Saya selalu sentimentil dengan tentara. Bagaimanapun, tak bisa tidak, saya hidup dengan iklim yang sangat militer. Kampung tempat tinggal saya berada persis di antara markas Akademi Militer (Akmil) dan perumahan tentara Panca Arga.
Kakek saya, Joseph Paiman, semasa hidupnya adalah seorang pegawai di Akademi Militer.
Bapak dan ibu saya menghidupi saya salah satunya melalui jalan yang “semi” militer. Bapak berjualan es kelapa muda di komplek lapangan tembak yang sering digunakan sebagai tempat latihan para prajurit angkatan darat. Sementara ibu saya menjadi buruh cuci di salah satu rumah seorang tentara berpangkat kapten bernama Pak Gana.
Saya sangat militer. Saya sering bermain di lapangan perumahan tentara. Skill sepakbola saya yang dulu agak lumayan itu ditempa di sana.
Melihat tank bukan sesuatu yang baru bagi saya seperti anak-anak lain yang bermimpi naik tank hanya saat momen karyawisata di museum militer. Ketika anak-anak kecil lain bermain memutar gasing, saya sudah bermain memutar moncong tank Amphibi PT-76 buatan Soviet, nyaris setiap pekan.

┄┄┄┄┄┄┄┄┄┄

> SOAL 1
Tulis ulang sebagian bacaan tentang masa kecil di lingkungan tentara, mulai dari kata-kata "Saya selalu sentimentil" dan berhenti setelah "di Akademi Militer.".
> SOAL 2
Menurut bacaan tentang masa kecil di lingkungan tentara, apa yang dijual oleh bapak si pencerita di komplek lapangan tembak?
> SOAL 3
Lanjutkan bacaan tentang masa kecil di dekat markas Akademi Militer, dimulai setelah kalimat terakhirnya.

> DATA TEREKSTRAKSI

┄┄┄┄┄┄┄┄┄┄

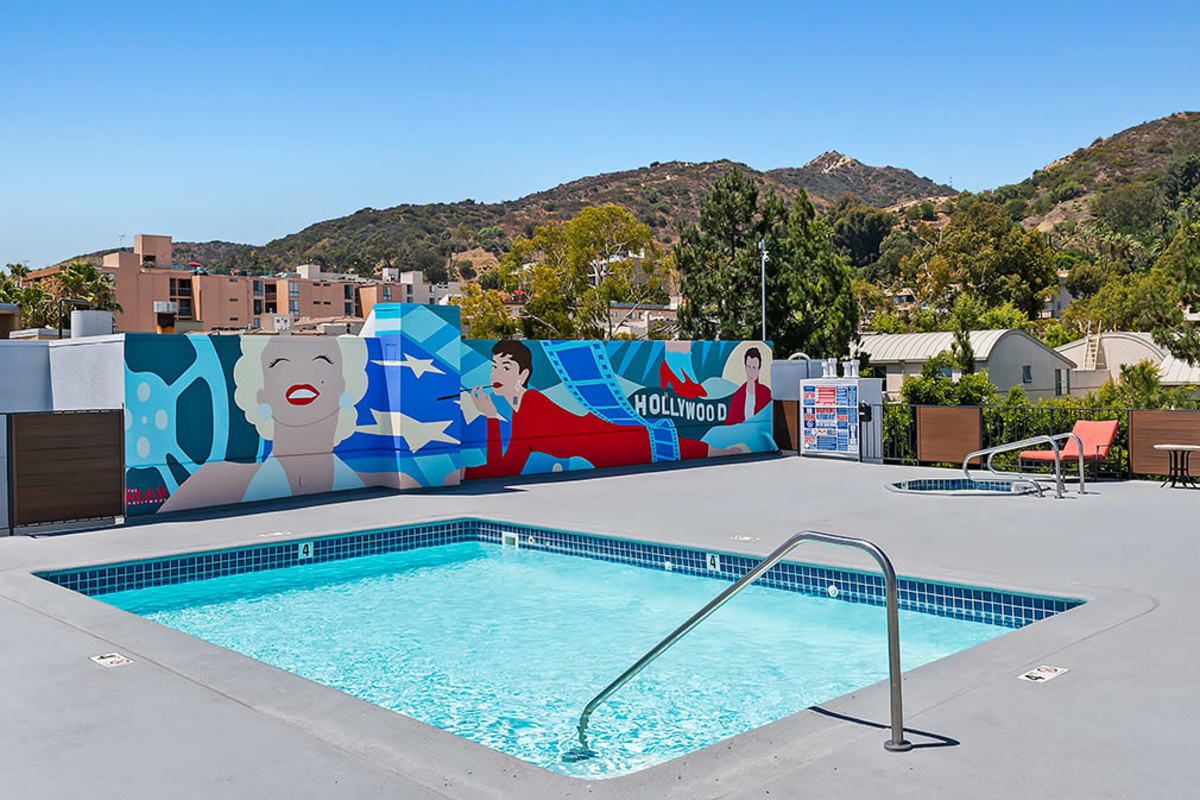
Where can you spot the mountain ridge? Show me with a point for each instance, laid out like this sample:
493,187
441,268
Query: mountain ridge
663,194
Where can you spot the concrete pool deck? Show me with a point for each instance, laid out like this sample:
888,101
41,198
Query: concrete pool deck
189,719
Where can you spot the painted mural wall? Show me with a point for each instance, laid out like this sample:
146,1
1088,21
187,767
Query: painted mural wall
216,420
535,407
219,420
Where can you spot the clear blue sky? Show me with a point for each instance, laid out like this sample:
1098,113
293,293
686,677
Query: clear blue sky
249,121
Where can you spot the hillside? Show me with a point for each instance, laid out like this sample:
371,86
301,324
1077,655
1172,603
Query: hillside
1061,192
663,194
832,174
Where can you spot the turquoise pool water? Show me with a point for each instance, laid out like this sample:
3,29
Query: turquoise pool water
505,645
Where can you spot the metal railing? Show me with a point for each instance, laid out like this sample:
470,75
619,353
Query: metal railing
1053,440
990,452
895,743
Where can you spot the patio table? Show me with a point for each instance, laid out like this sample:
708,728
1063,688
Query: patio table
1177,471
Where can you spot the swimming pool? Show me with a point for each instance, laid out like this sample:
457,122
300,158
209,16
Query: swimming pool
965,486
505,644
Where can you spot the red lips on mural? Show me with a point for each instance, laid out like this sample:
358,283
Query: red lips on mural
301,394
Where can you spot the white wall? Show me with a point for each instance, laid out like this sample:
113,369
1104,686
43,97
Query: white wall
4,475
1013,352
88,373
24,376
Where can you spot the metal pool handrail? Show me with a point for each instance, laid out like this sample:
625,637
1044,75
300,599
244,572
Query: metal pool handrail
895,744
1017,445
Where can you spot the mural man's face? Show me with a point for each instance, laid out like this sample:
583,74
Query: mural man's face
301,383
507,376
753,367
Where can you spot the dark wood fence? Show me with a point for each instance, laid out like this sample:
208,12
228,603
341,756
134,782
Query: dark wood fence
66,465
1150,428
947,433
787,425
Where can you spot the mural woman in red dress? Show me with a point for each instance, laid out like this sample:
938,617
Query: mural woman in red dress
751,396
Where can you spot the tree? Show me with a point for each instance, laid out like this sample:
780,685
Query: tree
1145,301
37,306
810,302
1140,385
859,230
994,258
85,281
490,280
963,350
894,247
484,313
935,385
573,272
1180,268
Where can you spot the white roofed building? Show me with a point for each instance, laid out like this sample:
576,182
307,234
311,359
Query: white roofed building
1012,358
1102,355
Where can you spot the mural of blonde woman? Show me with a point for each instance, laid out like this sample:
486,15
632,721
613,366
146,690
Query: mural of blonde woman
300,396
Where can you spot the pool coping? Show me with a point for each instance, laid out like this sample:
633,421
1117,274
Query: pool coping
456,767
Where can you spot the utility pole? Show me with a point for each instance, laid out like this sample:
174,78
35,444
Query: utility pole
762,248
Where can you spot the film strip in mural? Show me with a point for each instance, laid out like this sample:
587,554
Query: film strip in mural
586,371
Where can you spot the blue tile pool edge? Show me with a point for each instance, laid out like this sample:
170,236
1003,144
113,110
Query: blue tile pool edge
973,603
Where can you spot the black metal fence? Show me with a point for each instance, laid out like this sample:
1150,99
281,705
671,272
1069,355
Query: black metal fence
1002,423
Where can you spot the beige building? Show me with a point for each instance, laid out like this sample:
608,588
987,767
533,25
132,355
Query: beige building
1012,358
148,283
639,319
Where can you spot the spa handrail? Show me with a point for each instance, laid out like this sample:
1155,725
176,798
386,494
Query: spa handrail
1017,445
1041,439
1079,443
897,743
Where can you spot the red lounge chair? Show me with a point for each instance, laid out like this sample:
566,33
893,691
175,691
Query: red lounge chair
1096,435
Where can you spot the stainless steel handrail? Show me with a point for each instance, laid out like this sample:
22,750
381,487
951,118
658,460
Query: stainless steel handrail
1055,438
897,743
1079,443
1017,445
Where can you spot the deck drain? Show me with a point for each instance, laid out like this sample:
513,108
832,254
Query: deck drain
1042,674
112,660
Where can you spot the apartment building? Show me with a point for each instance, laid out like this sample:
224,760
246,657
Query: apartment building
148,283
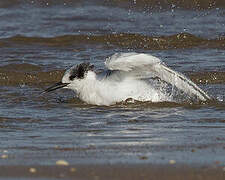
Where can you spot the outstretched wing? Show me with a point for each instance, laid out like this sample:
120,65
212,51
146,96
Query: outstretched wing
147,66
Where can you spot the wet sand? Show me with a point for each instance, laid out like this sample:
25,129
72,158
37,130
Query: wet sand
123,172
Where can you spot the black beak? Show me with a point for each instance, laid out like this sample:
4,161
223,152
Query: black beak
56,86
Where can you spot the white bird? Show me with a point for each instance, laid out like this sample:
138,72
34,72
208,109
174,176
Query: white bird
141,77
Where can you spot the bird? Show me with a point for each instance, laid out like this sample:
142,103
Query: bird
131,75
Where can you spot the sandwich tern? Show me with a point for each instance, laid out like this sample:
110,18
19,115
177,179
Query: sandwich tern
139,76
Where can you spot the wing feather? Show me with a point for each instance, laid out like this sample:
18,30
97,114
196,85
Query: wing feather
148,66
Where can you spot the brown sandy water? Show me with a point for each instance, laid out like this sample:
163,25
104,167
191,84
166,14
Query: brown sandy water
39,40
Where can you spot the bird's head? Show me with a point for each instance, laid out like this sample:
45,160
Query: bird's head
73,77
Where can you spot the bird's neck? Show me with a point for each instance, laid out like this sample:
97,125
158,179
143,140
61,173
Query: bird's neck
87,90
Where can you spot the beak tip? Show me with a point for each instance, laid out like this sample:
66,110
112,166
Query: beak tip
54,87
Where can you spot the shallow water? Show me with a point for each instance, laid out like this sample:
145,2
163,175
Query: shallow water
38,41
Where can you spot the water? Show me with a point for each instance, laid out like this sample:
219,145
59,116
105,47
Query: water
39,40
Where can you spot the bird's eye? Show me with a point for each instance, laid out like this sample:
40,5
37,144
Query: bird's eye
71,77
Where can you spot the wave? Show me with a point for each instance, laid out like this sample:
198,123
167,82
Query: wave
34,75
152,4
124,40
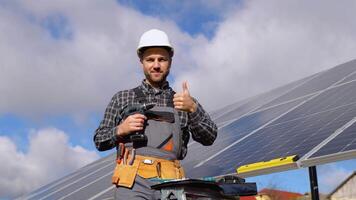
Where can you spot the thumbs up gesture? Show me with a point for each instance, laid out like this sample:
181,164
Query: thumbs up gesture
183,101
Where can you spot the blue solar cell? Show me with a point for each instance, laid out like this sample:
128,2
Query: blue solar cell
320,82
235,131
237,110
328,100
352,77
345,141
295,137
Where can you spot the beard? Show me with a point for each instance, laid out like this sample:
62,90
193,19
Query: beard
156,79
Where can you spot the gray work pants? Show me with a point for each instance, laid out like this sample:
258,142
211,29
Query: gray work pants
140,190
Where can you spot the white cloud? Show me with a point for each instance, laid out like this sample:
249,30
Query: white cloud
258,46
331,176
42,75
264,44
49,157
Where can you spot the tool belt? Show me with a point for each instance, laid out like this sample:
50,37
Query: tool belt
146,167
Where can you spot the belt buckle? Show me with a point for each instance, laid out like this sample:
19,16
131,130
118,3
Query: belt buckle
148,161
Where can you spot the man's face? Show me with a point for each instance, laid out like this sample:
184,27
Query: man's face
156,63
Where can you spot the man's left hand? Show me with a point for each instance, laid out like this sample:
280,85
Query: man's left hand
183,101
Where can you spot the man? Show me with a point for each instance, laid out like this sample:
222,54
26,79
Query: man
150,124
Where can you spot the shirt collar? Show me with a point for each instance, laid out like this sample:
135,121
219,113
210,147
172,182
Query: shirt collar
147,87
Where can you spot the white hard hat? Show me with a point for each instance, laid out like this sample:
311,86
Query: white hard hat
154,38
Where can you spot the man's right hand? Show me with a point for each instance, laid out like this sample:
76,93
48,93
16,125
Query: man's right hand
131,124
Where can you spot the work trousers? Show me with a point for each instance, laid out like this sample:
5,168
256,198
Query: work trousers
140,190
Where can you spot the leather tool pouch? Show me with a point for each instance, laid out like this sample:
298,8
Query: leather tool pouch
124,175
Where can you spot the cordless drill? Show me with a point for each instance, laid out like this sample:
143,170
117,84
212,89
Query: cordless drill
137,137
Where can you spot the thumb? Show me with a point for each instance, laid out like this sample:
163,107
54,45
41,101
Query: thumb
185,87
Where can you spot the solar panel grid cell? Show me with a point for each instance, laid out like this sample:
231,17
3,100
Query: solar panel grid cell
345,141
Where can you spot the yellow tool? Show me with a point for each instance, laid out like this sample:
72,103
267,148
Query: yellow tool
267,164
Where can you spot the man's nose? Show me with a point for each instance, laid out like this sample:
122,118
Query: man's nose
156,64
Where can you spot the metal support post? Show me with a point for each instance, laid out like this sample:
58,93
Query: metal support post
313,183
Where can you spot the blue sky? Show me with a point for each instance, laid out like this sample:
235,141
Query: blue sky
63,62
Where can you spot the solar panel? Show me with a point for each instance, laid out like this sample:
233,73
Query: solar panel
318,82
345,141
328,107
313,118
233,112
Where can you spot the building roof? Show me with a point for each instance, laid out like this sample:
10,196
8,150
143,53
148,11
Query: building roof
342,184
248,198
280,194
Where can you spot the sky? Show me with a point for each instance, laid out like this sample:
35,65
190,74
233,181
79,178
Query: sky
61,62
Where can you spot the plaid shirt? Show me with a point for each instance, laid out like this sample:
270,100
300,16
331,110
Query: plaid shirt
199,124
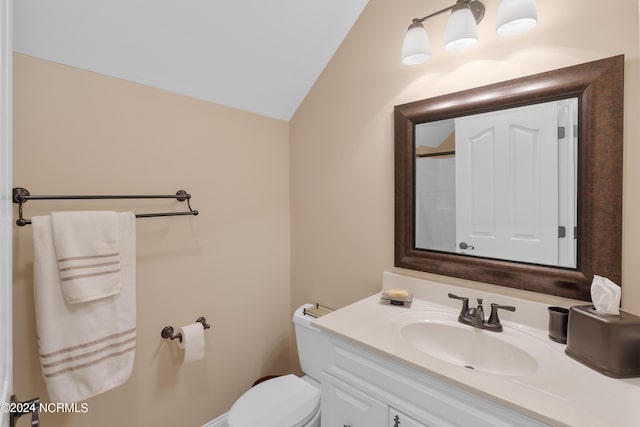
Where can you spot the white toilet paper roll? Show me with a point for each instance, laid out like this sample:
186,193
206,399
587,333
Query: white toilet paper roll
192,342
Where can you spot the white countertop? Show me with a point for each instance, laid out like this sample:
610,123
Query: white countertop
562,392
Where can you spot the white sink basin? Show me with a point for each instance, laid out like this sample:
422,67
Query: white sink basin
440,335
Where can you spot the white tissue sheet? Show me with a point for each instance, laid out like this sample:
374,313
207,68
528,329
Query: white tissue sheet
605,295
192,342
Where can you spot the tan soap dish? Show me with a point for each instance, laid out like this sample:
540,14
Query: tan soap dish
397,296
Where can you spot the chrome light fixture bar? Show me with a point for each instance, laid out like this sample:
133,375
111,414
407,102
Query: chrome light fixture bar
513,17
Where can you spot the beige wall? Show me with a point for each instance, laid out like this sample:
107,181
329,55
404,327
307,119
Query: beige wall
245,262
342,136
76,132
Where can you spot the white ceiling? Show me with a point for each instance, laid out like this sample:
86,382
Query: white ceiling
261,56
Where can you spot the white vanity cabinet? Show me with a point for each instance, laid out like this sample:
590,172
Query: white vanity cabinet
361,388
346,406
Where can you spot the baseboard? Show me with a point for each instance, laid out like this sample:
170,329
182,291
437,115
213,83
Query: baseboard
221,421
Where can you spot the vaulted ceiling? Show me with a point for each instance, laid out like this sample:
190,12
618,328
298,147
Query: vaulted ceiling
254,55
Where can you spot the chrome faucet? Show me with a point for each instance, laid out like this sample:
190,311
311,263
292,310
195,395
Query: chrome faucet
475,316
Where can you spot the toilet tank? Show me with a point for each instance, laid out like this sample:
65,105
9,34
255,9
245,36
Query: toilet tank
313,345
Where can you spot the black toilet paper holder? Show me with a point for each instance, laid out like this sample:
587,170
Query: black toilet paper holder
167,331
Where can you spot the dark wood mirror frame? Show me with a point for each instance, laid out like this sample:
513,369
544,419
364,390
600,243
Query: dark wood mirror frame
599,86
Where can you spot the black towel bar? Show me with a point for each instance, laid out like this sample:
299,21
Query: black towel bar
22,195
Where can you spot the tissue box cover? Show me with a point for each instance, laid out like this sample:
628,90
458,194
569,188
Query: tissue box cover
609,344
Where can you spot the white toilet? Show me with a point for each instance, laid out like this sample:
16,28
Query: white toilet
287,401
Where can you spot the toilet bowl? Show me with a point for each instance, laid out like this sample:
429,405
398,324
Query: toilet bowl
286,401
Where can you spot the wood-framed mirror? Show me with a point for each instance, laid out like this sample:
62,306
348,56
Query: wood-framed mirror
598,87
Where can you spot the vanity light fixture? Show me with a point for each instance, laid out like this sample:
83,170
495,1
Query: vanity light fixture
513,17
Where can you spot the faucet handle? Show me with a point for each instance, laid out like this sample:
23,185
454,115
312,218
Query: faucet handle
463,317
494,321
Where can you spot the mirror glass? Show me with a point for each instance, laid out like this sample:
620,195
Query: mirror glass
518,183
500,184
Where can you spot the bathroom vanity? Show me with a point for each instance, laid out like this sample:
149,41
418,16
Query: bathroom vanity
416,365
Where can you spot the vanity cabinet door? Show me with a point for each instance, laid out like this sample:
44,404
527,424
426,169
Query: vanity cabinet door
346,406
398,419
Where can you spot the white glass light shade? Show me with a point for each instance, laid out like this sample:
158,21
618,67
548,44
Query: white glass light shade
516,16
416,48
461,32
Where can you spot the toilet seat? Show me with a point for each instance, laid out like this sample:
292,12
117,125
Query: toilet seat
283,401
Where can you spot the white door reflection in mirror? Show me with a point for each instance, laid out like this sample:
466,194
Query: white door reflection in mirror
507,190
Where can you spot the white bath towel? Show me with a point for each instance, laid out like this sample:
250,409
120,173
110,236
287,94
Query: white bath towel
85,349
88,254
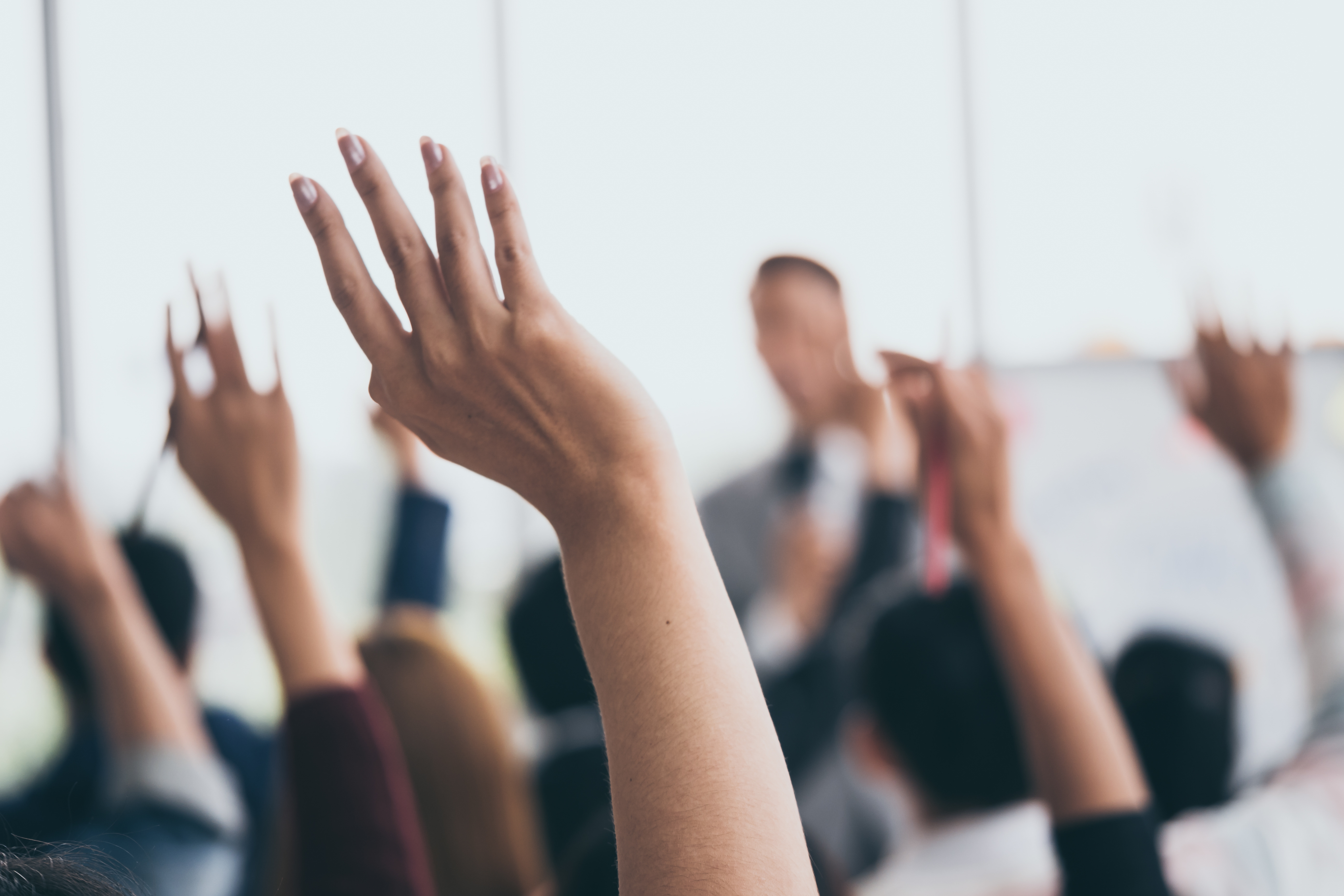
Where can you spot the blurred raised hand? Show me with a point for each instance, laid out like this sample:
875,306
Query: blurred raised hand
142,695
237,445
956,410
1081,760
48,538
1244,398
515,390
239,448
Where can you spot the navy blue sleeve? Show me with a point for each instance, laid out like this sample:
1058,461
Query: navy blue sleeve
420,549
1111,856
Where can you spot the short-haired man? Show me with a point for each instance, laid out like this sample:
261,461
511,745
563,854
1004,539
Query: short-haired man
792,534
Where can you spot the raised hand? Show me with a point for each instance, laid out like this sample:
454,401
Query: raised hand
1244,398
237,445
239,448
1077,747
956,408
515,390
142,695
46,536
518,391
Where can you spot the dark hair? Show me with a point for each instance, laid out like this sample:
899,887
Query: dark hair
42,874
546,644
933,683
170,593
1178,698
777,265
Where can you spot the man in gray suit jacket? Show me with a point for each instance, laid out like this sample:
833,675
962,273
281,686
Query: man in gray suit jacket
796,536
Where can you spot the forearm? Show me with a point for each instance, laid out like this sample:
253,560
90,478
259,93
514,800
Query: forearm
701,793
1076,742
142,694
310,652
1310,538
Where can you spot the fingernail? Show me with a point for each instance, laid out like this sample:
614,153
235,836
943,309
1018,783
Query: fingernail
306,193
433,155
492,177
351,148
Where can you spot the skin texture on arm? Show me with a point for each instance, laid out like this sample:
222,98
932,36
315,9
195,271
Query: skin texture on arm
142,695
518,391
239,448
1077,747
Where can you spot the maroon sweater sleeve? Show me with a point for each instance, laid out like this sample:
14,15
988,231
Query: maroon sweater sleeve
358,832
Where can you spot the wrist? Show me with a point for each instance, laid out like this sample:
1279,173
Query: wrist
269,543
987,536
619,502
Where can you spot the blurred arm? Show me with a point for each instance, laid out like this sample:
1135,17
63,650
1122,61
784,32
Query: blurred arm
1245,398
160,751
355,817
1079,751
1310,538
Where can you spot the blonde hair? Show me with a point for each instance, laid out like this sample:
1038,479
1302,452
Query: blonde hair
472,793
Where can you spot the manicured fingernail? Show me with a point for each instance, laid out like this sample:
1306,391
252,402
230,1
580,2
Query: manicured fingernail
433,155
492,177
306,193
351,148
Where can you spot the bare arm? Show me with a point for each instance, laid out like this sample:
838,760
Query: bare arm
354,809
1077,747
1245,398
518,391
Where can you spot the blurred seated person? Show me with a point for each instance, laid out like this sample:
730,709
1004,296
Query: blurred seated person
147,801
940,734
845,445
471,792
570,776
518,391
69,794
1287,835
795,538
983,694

┄┄┄┄┄┄┄┄┄┄

> JAWABAN YANG DIHARAPKAN 1
Saya selalu sentimentil dengan tentara. Bagaimanapun, tak bisa tidak, saya hidup dengan iklim yang sangat militer. Kampung tempat tinggal saya berada persis di antara markas Akademi Militer (Akmil) dan perumahan tentara Panca Arga.
Kakek saya, Joseph Paiman, semasa hidupnya adalah seorang pegawai di Akademi Militer.

> JAWABAN YANG DIHARAPKAN 2
Es kelapa muda.

> JAWABAN YANG DIHARAPKAN 3
Mencuri buah di komplek perumahan tentara? Itu sudah jadi aktivitas sehari-hari. Dari mangga, sawo ijo, alpukat, kelapa muda, sampai tebu, saya sudah khatam. Itu cara yang saya dan kawan-kawan pilih untuk memacu adrenalin.
Saya sangat militer. Sejak kecil, sebelum subuh, saya sudah dibangunkan oleh suara terompet dan lagu-lagu perjuangan yang dimainkan dari kompleks Akmil sebelah kampung. Terompet itu terdengar lebih dulu ketimbang azan subuh. Itu artinya, secara musikal, saya bahkan lebih nasionalis-militeristik ketimbang nasionalis-relijius.
Saya sangat militer. Sampai-sampai dingklik atau kursi kecil di rumah saya adalah kotak kayu bekas wadah amunisi yang kami dapat dari Akmil.
Bayangkan, bapak-bapak dan ibu-ibu yang terhormat di Komisi I DPR itu mungkin sudah puluhan kali duduk di kursi senayan membahas alutsista. Sedangkan saya yang kurang terhormat ini sudah sejak lama menduduki langsung alutsistanya.
Saya sangat militer. Bahkan sprei kasur saya dulu adalah sprei berkelir putih berlogo Akmil, lungsuran dari juragan emak saya. Ketika jutaan pemuda berbadan tegap berharap diterima Akademi Militer, saya yang kurus ceking ini sudah menidurinya.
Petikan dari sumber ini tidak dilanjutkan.